══ Data supplied
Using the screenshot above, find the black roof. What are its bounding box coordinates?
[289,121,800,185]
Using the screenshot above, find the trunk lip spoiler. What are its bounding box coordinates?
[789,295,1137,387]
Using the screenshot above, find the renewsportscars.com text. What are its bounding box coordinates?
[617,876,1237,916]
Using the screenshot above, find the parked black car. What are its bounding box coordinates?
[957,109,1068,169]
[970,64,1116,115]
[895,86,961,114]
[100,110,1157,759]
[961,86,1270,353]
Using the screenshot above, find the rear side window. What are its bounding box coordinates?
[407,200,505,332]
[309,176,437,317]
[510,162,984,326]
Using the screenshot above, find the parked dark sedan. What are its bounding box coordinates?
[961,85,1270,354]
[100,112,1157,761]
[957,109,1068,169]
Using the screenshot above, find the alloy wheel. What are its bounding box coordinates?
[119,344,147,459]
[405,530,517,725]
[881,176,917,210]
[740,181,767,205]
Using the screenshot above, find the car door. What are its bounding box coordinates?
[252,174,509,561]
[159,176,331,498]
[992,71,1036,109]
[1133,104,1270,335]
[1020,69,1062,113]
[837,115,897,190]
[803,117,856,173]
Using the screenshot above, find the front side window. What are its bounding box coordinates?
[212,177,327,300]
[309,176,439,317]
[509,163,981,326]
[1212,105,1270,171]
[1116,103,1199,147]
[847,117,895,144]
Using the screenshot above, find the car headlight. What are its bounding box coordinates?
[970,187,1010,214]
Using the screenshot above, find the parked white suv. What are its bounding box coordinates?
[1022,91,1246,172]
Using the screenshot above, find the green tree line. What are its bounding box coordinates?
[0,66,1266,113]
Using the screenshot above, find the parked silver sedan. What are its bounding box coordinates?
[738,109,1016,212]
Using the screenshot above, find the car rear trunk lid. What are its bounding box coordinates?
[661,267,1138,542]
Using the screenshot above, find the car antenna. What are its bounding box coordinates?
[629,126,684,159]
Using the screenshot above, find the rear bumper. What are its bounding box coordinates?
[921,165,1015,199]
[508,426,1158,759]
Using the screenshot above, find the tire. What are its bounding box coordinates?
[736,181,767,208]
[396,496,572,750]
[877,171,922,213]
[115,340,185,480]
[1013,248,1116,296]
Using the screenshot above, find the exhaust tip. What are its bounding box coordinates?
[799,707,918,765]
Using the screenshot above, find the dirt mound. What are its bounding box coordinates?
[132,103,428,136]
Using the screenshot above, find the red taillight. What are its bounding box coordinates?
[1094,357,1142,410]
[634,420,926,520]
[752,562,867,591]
════
**Problem details:**
Rescale the data from the line that contains "Using the screenshot above, find the exhaust" through the end. Write out each of those lines and no others. Keep the wording lines unchanged, and multiply every bounding box coordinate by 2.25, rounding to the nearest whole number with halves rounded up.

**Full response:**
Using the screenshot above, find the exhaust tip. What are its bounding box coordinates?
[1798,1591,2066,1721]
Using the screenshot above, find the dirt mound. What are its bounding box coordinates?
[297,232,963,306]
Using the screenshot above, find the red taillight. What are its bounding box coordinates?
[2462,803,2570,923]
[1427,945,2084,1170]
[1692,1265,1951,1330]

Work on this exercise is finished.